EXERCISE INSTRUCTIONS: In the lines below, the string "background" may appear; say how many lines hold it and give nothing more.

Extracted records

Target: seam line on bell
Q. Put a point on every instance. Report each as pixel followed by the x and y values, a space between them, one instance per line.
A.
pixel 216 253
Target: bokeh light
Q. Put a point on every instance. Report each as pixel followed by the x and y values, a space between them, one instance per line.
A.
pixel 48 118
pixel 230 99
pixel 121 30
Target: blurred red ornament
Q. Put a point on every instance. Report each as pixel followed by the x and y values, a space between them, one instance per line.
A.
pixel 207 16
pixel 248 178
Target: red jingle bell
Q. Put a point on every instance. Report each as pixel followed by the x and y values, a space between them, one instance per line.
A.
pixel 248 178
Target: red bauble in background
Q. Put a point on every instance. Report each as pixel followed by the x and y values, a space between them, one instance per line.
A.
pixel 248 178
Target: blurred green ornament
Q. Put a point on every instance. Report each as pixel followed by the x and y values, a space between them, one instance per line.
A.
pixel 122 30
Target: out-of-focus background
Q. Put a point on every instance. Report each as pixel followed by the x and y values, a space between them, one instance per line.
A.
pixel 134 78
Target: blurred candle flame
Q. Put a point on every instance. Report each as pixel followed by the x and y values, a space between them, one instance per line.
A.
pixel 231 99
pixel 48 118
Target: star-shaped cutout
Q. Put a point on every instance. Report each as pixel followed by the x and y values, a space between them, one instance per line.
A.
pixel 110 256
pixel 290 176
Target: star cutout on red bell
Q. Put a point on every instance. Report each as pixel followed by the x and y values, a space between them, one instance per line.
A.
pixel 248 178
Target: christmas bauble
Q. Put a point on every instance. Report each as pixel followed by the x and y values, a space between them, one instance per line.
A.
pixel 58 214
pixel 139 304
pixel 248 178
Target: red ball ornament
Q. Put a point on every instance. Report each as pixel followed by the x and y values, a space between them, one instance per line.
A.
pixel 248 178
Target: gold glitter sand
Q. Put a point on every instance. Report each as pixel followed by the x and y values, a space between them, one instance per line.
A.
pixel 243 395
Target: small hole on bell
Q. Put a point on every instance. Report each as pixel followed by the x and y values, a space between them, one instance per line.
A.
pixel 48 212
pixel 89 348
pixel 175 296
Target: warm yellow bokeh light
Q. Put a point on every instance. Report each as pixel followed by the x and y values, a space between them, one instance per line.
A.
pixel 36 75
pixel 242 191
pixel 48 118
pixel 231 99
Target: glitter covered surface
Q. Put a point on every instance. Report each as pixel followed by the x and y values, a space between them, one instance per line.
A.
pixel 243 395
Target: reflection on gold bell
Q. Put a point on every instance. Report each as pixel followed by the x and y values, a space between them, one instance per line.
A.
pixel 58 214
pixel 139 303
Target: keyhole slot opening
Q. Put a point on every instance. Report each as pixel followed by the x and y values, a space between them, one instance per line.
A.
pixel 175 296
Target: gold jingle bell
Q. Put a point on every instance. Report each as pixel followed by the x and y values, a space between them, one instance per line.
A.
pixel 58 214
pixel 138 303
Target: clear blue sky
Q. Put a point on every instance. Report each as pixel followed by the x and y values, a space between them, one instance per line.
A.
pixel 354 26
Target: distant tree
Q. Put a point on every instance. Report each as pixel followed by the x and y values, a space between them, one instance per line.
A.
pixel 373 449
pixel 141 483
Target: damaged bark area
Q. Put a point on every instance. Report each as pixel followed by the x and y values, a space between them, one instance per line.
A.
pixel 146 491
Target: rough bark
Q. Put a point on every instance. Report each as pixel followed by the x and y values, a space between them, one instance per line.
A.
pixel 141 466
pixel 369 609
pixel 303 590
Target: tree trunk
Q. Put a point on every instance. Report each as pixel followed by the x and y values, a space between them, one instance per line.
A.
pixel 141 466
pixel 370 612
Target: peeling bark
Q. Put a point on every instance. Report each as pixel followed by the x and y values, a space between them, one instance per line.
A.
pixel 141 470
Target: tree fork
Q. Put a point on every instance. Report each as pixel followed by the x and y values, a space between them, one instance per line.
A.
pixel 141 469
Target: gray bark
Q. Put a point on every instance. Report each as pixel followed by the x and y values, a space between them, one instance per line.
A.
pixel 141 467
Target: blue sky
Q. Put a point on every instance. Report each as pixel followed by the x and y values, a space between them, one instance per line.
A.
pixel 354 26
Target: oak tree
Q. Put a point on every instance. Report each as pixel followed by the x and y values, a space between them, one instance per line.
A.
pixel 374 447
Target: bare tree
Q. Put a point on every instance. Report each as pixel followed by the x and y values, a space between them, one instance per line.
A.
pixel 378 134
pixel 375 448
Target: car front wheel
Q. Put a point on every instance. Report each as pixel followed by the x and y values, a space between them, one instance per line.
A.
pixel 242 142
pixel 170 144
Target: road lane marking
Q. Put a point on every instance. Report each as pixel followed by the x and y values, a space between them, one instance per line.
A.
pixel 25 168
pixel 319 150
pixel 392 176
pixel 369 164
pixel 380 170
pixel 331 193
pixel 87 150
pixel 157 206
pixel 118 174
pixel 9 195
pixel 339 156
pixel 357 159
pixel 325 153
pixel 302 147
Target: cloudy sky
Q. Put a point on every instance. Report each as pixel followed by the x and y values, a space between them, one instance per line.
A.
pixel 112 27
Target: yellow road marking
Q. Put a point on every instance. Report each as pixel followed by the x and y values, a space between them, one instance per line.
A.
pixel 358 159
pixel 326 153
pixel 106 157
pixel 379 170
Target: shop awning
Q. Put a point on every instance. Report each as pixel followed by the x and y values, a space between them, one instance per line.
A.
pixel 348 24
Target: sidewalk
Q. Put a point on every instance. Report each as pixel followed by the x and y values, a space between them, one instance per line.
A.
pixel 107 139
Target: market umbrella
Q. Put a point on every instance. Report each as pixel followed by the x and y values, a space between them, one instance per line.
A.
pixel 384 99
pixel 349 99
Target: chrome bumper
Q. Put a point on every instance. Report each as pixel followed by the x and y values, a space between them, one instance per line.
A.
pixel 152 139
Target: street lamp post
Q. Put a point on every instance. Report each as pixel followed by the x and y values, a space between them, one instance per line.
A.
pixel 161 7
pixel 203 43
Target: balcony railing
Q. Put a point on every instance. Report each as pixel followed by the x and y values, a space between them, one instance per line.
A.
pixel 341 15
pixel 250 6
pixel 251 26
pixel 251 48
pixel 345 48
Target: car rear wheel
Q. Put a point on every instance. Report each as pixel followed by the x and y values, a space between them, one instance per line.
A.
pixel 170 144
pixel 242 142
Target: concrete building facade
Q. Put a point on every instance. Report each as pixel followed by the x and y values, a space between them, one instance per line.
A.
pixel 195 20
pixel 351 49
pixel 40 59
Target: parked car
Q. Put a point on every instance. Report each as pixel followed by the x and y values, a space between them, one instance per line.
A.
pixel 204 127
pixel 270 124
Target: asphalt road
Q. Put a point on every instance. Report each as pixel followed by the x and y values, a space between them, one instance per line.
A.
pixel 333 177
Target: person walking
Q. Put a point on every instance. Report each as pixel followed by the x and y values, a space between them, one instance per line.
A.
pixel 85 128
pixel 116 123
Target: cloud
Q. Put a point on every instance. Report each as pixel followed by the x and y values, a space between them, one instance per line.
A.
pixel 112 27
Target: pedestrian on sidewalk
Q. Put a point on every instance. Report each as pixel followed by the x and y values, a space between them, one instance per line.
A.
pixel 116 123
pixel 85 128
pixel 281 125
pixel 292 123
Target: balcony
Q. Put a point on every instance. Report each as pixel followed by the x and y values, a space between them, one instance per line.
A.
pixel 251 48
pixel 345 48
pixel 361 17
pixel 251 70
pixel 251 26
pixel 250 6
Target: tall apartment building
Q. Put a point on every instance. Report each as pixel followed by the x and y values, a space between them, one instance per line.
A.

YOUR RESPONSE: 2